▶ **Exercise instructions**: Rewrite the part of the material that opens with the line containing "From this trail-camera image, detect the white" and closes with the line containing "From this trail-camera image, detect the woman's" as a Markdown table with the columns Row and Line. Give each line its own numbered row and leave out any blank lines.

▶ **Given information**:
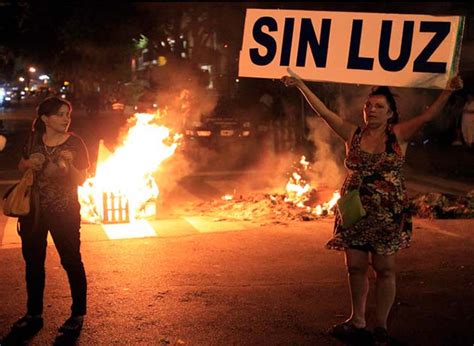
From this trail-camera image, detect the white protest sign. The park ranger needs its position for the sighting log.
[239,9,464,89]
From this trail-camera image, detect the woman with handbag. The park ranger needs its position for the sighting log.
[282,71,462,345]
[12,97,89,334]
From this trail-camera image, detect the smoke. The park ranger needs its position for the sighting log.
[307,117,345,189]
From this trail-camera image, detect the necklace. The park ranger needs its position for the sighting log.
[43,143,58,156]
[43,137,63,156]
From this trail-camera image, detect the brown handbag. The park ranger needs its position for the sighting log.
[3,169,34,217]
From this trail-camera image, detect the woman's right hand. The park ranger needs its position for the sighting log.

==

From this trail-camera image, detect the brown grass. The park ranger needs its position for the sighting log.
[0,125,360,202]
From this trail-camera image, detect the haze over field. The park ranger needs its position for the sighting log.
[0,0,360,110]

▶ **Expected answer**:
| Row | Line |
|---|---|
| 1 | From this trail-camera image, detect the white protest sign. The park ranger needs its position for the sighting log. |
| 2 | [239,9,464,89] |
| 3 | From this trail-camera image, detect the woman with handbag. The park ranger needs its position for the sighting log. |
| 4 | [282,71,462,345] |
| 5 | [12,97,89,334] |
| 6 | From this trail-camera image, detect the smoke. The park ranger needs its position for the sighting log. |
| 7 | [307,117,345,189] |
| 8 | From this trail-camera image, detect the necklace. The park ranger needs its position for the sighting log. |
| 9 | [43,143,58,156] |
| 10 | [43,137,63,156] |
| 11 | From this trail-camera image, detect the brown handbag. The park ranger needs its position for the sighting log. |
| 12 | [3,169,34,217] |
| 13 | From this trail-camera image, detect the woman's right hand. The park ranger needs its position for the sighting log. |